Ausgangstext:

________________

# Michelle Williams und Jason Segel: Frisch verliebt



## beachkini (1 Mai 2012)

​
Schon seit einigen Wochen wird spekuliert, dass zwischen den Schauspiel-Stars Michelle Williams und Jason Segel mehr als nur eine Freundschaft bestehen könnte. Die beiden haben sich selbst noch nicht dazu geäußert, doch Quellenaussagen des Magazins “US Weekly” zufolge, besteht kein Zweifel mehr an einer Romanze. Michelle und Jason sollen bereits turtelnd gesichtet worden sein auf einem Paparazzi-Foto fällt auf, dass Jason auf die Rückseite seines Handys Bilder von Michelle geklebt hatte. diese Bilder waren auch noch mit dem Schriftzug “I Love U” verziert.

Wie wir nun erfahren, könnte dieses “I Love U” aber auch von Michelles sechsjährigen Tochter Matilda kommen. Das Mädchen stammt aus Michelles Beziehung mit dem im Jahr 2008 verstorbenen Schauspieler Heath Ledger. Mit Jason soll sich Matilda nun, wie eine Quelle von “US Weekly” berichtet, blendend verstehen.

________________

Setze den Ausgangstext über Michelle Williams und Jason Segel im Anschluss an seinen letzten Satz fort.

Gegebene Daten:
________________

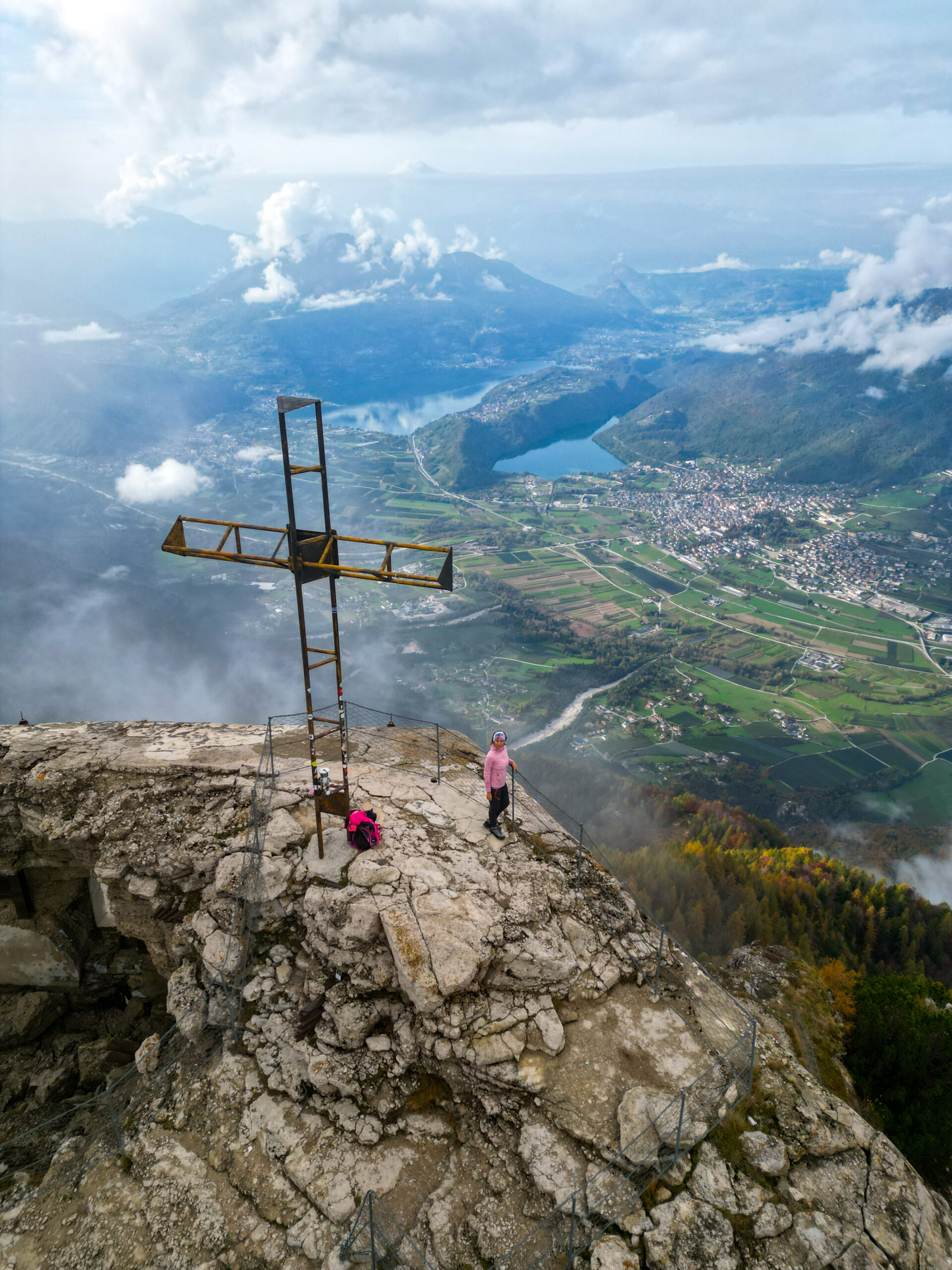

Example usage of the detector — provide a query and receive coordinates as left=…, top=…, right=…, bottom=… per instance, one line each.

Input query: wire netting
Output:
left=0, top=701, right=757, bottom=1270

________________

Ergebnis:
“Ich hätte nie gedacht, dass Jason jemals eine Frau mit Kind daten würde.”, erklärte der Insider. Der Schauspieler soll aber locker damit umgehen und sei bereit, ein Erwachsener zu sein. Michelles Tochter Matilda soll ganz vernarrt in den “How I Met Your Mother”-Star sein und ihn dem Informanten zufolge sogar “lieben”. Das soll auch daran liegen, dass Jason einfach wisse, wie man Kinder unterhalte. Was die Liebe der Schauspiel-Stars betrifft, Michelle ist dem Insider zufolge sehr verliebt in Jason und will den Versuch, eine neue und ernsthafte Beziehung zu starten, wirklich wagen. (prominent24)


----------



## freakheadder (7 Juli 2013)

Echt lustig


----------



## nylonoo (1 Aug. 2013)

Echt lustig


----------



## Davenport (25 Aug. 2013)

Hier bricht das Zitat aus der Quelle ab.